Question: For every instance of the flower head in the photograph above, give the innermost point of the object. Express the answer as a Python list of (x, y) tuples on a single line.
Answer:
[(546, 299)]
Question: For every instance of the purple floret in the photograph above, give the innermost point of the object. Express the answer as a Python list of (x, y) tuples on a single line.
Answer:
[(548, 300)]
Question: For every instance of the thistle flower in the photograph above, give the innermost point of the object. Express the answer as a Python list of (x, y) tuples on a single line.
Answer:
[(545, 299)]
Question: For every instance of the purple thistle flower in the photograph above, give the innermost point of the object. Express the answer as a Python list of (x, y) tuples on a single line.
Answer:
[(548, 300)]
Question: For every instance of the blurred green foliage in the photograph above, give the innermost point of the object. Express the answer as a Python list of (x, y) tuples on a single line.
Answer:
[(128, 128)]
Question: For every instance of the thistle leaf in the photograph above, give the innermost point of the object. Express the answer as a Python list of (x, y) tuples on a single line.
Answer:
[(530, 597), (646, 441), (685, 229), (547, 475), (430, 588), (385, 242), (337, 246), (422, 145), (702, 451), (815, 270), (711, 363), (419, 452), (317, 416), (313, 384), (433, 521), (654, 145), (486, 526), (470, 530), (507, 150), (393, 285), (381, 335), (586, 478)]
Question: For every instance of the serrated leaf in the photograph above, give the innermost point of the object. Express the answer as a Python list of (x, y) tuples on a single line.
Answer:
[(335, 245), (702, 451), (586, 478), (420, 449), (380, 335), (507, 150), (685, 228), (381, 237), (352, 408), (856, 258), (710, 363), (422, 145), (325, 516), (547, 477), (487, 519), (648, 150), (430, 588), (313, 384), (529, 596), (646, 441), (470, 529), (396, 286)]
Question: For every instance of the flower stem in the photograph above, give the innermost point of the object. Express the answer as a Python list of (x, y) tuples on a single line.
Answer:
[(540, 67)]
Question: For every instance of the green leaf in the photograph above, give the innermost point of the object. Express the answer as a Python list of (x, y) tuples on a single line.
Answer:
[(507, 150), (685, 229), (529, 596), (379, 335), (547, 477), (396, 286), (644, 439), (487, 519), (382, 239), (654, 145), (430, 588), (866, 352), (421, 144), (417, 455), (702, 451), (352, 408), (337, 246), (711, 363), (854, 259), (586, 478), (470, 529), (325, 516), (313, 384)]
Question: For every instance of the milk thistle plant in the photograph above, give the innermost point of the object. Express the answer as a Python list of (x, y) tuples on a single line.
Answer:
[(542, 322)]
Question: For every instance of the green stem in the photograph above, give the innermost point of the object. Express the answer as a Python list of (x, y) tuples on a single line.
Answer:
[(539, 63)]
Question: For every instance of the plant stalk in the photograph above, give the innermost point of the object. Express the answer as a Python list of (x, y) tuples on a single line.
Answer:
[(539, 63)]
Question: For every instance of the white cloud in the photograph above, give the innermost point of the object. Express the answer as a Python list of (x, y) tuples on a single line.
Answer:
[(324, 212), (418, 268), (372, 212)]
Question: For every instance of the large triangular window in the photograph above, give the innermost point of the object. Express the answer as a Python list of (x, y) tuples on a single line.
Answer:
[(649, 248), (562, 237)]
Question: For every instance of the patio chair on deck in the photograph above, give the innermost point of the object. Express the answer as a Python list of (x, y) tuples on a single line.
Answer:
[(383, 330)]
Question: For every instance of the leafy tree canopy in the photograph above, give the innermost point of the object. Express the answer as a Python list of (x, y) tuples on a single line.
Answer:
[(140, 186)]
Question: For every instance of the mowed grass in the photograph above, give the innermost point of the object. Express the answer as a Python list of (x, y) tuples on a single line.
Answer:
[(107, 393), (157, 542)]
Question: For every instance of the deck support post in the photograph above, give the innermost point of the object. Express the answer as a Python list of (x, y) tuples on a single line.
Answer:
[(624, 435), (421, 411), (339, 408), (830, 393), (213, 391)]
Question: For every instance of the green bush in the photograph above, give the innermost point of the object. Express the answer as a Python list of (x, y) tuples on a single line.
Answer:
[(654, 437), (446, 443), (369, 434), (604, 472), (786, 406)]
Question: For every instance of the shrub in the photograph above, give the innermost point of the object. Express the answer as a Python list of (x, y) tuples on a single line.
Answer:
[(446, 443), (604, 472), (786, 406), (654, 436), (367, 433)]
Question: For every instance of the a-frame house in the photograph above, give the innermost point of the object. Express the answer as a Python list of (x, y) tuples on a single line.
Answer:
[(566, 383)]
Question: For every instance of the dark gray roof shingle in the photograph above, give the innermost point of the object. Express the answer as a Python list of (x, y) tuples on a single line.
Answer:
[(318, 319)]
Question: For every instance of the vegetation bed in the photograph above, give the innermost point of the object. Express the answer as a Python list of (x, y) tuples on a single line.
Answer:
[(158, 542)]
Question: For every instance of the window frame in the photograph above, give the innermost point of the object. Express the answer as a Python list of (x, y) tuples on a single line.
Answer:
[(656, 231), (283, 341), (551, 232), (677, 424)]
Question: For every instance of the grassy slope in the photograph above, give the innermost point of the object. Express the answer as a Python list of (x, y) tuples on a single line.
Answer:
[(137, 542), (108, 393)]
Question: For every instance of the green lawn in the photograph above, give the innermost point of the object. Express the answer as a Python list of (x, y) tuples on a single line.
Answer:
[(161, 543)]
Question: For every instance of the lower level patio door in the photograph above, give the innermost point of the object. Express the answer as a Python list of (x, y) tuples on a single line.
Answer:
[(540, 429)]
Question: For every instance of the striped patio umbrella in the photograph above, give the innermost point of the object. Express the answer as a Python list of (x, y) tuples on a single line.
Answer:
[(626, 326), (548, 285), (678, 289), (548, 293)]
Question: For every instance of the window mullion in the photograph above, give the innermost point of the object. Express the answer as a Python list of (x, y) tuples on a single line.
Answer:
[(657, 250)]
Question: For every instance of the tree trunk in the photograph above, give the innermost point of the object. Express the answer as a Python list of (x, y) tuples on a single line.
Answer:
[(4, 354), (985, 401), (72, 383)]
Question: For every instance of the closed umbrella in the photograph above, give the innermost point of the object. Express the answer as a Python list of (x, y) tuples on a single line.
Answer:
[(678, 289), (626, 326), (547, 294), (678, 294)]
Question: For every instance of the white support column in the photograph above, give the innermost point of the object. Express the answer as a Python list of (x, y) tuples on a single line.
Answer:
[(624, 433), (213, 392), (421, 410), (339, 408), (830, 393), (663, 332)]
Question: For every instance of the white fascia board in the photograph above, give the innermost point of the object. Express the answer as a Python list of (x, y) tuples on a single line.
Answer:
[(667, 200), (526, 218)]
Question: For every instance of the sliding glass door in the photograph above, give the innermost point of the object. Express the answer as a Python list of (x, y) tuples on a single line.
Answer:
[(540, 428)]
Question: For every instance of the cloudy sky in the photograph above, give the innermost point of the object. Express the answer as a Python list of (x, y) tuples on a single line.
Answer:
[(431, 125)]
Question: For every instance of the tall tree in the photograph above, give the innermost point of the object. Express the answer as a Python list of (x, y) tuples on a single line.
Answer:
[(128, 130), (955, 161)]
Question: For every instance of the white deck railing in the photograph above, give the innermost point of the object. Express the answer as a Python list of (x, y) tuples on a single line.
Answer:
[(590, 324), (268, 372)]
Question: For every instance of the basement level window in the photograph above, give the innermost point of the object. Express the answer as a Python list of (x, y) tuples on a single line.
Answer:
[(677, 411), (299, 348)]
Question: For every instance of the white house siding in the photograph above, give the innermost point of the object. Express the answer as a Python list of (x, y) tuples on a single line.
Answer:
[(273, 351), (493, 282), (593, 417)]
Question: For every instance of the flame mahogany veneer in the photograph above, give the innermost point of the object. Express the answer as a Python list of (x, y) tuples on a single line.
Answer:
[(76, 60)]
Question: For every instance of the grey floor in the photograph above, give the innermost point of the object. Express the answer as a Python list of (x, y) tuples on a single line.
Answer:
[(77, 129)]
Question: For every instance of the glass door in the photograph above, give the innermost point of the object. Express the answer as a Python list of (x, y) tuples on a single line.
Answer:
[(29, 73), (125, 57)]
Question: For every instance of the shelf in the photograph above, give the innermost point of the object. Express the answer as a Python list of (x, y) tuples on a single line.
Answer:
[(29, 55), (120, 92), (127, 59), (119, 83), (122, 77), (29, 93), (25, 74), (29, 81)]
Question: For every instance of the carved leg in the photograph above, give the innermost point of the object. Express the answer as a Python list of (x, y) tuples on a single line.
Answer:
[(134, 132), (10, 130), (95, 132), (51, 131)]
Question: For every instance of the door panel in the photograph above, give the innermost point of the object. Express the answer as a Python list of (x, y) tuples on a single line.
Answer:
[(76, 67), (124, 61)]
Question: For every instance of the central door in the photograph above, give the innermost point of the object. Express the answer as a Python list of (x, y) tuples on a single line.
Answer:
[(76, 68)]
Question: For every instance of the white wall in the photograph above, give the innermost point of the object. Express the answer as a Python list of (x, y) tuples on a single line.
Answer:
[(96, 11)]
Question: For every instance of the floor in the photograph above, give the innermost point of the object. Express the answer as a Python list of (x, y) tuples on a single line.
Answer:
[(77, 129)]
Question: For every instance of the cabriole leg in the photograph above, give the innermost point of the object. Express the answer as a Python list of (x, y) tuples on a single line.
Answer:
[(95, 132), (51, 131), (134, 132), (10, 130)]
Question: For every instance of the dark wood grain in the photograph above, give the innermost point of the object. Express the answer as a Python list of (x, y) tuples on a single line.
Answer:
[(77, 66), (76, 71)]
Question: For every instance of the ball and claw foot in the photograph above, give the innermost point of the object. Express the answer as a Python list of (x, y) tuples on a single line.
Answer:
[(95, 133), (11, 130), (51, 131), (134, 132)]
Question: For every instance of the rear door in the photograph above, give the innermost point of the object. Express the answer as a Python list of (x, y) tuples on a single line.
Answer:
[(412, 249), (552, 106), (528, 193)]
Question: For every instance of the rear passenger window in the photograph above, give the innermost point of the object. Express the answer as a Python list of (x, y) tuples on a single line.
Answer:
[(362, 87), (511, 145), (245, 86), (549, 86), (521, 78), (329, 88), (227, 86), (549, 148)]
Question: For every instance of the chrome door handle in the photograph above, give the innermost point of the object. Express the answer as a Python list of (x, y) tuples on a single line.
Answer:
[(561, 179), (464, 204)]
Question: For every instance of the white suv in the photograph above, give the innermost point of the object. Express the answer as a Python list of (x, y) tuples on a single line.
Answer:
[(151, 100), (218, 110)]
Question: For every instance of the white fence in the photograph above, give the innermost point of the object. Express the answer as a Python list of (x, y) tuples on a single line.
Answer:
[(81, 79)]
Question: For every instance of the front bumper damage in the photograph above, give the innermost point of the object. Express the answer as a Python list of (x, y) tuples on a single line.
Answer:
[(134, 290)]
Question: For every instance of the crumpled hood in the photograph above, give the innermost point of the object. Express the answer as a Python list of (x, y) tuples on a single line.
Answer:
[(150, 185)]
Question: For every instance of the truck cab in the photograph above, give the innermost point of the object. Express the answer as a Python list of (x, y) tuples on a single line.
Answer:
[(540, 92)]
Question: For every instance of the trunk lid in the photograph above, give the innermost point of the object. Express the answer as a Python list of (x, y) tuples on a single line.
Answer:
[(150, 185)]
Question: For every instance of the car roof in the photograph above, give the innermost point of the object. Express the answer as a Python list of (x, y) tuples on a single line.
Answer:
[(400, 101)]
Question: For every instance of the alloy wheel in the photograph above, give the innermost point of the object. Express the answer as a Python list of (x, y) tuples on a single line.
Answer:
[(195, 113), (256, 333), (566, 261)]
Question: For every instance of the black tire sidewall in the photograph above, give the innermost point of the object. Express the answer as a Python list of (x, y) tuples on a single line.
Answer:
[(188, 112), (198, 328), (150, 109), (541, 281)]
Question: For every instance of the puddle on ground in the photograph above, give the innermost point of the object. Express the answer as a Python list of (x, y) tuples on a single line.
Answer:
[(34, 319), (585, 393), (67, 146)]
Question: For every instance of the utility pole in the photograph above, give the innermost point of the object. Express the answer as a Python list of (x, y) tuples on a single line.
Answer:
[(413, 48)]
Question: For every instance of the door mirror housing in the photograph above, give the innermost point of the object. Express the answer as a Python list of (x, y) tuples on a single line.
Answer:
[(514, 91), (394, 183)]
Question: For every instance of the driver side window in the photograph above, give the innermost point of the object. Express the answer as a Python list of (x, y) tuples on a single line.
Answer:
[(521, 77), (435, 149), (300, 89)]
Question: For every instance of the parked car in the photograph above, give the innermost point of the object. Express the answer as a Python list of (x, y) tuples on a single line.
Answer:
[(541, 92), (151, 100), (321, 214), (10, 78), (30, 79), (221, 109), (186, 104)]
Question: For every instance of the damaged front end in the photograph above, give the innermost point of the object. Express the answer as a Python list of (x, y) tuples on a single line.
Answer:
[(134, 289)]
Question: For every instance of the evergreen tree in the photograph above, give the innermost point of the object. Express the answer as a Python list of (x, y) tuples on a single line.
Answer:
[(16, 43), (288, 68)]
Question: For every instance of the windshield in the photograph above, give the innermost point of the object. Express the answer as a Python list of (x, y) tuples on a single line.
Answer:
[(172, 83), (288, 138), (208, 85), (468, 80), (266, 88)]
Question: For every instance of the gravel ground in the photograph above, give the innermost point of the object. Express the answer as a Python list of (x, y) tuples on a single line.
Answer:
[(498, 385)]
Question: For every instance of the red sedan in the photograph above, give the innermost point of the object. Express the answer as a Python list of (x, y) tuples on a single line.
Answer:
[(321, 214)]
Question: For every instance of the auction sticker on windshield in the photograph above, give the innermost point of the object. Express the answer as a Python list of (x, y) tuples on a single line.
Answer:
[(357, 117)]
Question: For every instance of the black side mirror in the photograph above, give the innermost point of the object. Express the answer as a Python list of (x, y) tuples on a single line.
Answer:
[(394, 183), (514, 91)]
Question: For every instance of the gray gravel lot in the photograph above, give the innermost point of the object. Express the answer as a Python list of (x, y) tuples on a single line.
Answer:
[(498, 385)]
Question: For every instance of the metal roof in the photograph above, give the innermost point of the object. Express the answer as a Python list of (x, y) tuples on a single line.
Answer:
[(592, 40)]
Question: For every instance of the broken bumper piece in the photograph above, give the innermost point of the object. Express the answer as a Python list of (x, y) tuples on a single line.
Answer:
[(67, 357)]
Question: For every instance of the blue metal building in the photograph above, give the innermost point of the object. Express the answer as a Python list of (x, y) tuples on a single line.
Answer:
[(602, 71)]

---+---

## TO BE DONE
Pull out every line from the one with "Question: For every instance of the gray" to the end of the listing, and output only those.

## TASK OUTPUT
Question: For every instance of the gray gravel lot in the photograph above, give the innermost point of the object. Express the answer as a Python list of (x, y) tuples on a single line.
Answer:
[(498, 385)]
Question: For every instance of the metal roof in the photograph above, give the innermost point of the object. Express the answer as a Python list of (x, y) tuples on a single line.
Answer:
[(592, 40)]
Question: For every instance of the broken bumper piece in the photograph above, give the innermost point of the object. Express the answer as a Python list of (x, y) tuples on a single line.
Answer:
[(67, 357)]
Question: For every instance of the blue metal building in the photograph above, give the innermost point of the object. Express the answer as a Python list of (x, y) tuples on a single line.
Answer:
[(602, 71)]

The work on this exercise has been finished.